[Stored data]

* * *

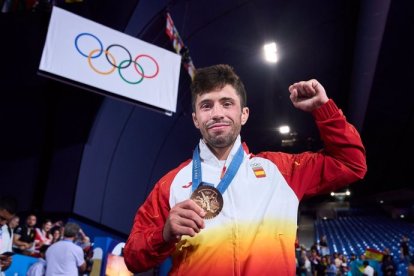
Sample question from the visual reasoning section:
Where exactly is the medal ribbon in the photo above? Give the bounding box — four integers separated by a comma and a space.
192, 144, 244, 193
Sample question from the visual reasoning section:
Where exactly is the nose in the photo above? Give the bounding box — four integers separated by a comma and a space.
210, 104, 224, 119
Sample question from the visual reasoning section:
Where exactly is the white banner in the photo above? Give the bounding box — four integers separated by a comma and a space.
39, 7, 181, 113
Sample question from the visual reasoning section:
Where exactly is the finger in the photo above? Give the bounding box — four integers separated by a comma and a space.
296, 81, 309, 98
173, 224, 198, 237
169, 209, 200, 230
167, 214, 201, 237
177, 216, 202, 233
288, 84, 297, 93
311, 79, 319, 89
170, 202, 205, 228
176, 208, 205, 229
303, 80, 313, 95
177, 199, 206, 217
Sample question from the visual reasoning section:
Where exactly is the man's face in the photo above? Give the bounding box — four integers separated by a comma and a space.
26, 215, 37, 227
0, 209, 13, 226
192, 84, 249, 150
9, 216, 19, 229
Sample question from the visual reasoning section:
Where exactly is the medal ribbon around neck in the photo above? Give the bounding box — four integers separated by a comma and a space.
191, 143, 244, 219
192, 144, 244, 193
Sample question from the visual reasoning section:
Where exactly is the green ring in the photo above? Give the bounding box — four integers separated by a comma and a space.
118, 60, 144, 85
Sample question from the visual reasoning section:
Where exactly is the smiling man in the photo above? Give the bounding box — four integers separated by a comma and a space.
124, 64, 367, 275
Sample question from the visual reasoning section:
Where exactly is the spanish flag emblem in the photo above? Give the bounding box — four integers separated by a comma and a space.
252, 166, 266, 178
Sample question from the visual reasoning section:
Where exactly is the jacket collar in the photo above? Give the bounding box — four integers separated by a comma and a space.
198, 136, 242, 167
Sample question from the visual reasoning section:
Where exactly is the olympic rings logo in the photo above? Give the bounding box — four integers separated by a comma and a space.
74, 33, 159, 85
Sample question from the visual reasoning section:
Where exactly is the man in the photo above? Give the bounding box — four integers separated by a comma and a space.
26, 244, 48, 276
45, 222, 86, 276
12, 213, 36, 255
0, 216, 19, 258
400, 235, 411, 263
0, 196, 18, 275
362, 260, 375, 276
124, 64, 367, 275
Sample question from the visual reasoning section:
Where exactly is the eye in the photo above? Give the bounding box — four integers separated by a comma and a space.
223, 101, 233, 108
200, 103, 211, 110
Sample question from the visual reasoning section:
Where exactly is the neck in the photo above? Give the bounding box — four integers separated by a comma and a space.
206, 143, 235, 161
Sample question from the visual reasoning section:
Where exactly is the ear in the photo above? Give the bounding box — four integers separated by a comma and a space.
192, 112, 200, 129
241, 107, 249, 125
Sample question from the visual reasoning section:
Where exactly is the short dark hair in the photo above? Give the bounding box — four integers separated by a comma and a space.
39, 244, 49, 254
0, 196, 17, 215
191, 64, 247, 111
63, 222, 80, 238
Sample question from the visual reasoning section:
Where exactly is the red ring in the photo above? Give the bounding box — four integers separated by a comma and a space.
134, 54, 159, 79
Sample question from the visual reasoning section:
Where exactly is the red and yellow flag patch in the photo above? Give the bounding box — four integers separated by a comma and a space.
252, 166, 266, 178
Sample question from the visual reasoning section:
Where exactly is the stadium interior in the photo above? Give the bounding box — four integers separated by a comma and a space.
1, 0, 413, 275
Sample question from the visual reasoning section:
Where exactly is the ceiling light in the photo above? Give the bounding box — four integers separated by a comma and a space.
278, 125, 290, 134
263, 42, 279, 63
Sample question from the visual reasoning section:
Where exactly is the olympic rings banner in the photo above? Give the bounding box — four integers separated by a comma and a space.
39, 7, 181, 113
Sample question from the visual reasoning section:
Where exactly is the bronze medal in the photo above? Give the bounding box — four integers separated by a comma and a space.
190, 185, 223, 219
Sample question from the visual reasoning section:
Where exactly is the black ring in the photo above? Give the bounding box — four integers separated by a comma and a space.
105, 44, 132, 69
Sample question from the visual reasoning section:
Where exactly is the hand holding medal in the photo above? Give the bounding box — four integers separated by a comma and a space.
162, 199, 206, 242
190, 185, 223, 219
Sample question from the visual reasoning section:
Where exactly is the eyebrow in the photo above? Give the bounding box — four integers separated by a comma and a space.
198, 97, 235, 106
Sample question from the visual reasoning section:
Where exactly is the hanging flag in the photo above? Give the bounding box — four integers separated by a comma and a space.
39, 7, 181, 113
364, 248, 384, 262
166, 12, 196, 80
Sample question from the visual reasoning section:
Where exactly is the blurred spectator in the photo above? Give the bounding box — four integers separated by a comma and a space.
0, 216, 19, 254
0, 196, 18, 275
297, 250, 309, 276
34, 219, 53, 252
319, 235, 330, 256
400, 235, 411, 263
45, 222, 86, 275
408, 256, 414, 276
333, 252, 343, 269
50, 227, 62, 244
309, 249, 321, 275
82, 244, 94, 276
340, 255, 349, 274
363, 260, 375, 276
316, 256, 328, 275
26, 244, 48, 276
13, 214, 37, 255
326, 258, 337, 276
8, 216, 19, 233
74, 228, 91, 249
381, 254, 396, 276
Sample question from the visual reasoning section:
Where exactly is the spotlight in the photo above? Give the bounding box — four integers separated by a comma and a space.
263, 42, 279, 63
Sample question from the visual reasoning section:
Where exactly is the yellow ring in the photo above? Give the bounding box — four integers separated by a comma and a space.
87, 49, 117, 75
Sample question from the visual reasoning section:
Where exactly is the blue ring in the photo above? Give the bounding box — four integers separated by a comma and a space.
75, 32, 103, 59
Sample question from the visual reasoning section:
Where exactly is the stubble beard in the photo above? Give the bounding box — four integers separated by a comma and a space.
203, 125, 240, 150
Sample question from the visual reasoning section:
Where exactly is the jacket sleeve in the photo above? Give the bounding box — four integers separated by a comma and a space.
123, 162, 189, 273
259, 99, 367, 199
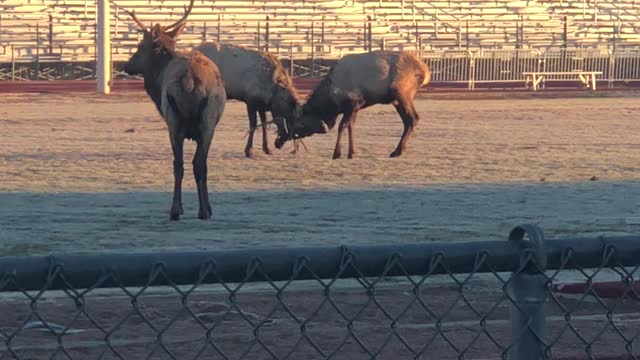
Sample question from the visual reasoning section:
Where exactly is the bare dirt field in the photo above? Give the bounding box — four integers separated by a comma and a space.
1, 93, 639, 255
1, 92, 640, 359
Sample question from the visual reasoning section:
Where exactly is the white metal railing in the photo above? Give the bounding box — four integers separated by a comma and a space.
3, 46, 640, 88
418, 47, 640, 89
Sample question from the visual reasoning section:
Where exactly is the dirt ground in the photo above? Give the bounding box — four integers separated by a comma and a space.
1, 92, 640, 359
1, 93, 640, 255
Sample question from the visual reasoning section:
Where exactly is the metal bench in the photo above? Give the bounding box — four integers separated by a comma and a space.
523, 71, 603, 91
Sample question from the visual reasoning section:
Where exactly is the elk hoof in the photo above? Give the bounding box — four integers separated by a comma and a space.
263, 147, 273, 155
332, 151, 341, 160
245, 148, 254, 158
198, 210, 211, 220
389, 149, 402, 158
198, 204, 212, 220
347, 151, 356, 159
169, 206, 181, 221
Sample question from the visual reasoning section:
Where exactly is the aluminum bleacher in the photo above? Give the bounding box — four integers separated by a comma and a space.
0, 0, 639, 63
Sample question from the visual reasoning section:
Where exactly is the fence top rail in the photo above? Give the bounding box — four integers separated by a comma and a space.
523, 71, 604, 75
1, 226, 639, 292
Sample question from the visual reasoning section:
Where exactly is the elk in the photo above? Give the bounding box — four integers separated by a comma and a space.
196, 43, 302, 157
281, 50, 431, 159
123, 0, 226, 220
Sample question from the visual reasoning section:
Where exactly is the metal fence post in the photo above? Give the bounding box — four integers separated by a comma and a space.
468, 50, 475, 90
465, 20, 470, 49
608, 48, 615, 88
216, 15, 221, 43
257, 21, 261, 50
289, 41, 294, 79
11, 43, 15, 81
507, 224, 547, 360
48, 14, 53, 55
36, 24, 41, 80
310, 21, 315, 77
265, 16, 270, 53
368, 15, 373, 52
563, 16, 568, 48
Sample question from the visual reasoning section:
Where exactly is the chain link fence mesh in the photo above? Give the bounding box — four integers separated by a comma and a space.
1, 226, 639, 359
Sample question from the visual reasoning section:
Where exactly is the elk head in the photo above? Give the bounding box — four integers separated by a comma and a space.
123, 0, 195, 76
272, 87, 302, 149
291, 112, 335, 139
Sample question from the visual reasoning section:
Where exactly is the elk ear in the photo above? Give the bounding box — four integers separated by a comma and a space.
149, 24, 162, 38
166, 22, 187, 39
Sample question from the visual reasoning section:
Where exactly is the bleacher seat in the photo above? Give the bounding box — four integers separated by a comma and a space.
0, 0, 639, 62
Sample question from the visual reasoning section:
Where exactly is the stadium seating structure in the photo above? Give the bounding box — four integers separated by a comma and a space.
0, 0, 638, 62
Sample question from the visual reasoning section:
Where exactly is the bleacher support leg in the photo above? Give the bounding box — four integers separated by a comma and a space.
289, 42, 294, 79
11, 44, 15, 81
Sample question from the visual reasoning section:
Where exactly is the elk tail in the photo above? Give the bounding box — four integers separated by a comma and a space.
420, 62, 431, 87
181, 69, 196, 94
418, 60, 431, 86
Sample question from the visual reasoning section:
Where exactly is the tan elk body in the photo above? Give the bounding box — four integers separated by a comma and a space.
123, 0, 226, 220
197, 43, 302, 156
283, 50, 430, 159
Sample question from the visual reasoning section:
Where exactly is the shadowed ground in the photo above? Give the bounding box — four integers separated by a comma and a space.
1, 182, 639, 255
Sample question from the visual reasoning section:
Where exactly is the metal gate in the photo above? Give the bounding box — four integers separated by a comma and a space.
473, 49, 542, 84
421, 50, 472, 86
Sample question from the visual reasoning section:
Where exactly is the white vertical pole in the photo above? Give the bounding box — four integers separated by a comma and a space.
97, 0, 111, 94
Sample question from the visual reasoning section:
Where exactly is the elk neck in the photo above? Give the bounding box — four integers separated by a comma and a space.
142, 49, 175, 112
302, 77, 340, 121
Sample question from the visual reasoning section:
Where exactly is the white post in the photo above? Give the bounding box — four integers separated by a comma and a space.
97, 0, 111, 94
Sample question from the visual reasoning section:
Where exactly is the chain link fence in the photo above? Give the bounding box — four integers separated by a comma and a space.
1, 224, 639, 359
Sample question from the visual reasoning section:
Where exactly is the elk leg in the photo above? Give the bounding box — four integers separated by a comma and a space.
390, 97, 419, 158
332, 108, 355, 160
244, 103, 258, 158
291, 140, 300, 155
169, 132, 185, 221
193, 133, 214, 220
347, 111, 359, 159
258, 107, 272, 155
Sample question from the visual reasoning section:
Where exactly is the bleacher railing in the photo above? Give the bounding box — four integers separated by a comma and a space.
3, 46, 640, 89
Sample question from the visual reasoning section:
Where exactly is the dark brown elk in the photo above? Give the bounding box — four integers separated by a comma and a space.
123, 0, 226, 220
279, 50, 430, 159
196, 43, 302, 157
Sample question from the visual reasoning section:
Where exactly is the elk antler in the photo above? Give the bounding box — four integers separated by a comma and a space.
162, 0, 195, 31
126, 9, 147, 31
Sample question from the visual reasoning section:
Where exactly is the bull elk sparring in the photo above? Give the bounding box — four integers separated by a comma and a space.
123, 0, 226, 220
276, 50, 431, 159
196, 43, 302, 157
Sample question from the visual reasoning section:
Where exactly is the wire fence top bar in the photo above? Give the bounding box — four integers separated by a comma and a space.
2, 233, 639, 292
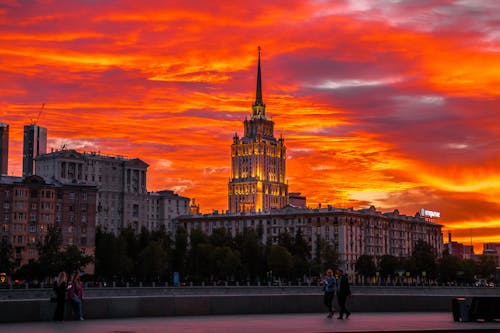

* * *

:: What you will do ::
Output a verbatim copy of the lines from the line containing "Where exactly is the bleacher railing" through the end of the data, both included, without any images.

:: The answer ::
Where exactly is the bleacher railing in the photo above? Give the bounding box — four integers separated by a comma and a space.
3, 46, 640, 89
Sample question from the visual reasoning section:
Where exactly is the dark brown elk in the photo above? Give the bounding box — four integers separated by a comma and a space.
123, 0, 226, 220
279, 50, 430, 159
196, 43, 302, 157
Sample question from the visual reasoning section:
Where exactly is the elk antler in the photo above? Give the bounding box — four integers separated by a comma and a space.
162, 0, 195, 31
126, 9, 147, 31
Sample question from the visual reasoning section:
Where exactly is the bull elk sparring in the photo above? Give the bounding box — four integers separated by a comma and a space.
123, 0, 226, 220
276, 50, 431, 159
196, 43, 302, 157
Sample question from the visual reasoning section:
Where exactly is the wire fence top bar in the photo above? Give the bounding box — four integers separated by a comma and a space.
2, 233, 639, 292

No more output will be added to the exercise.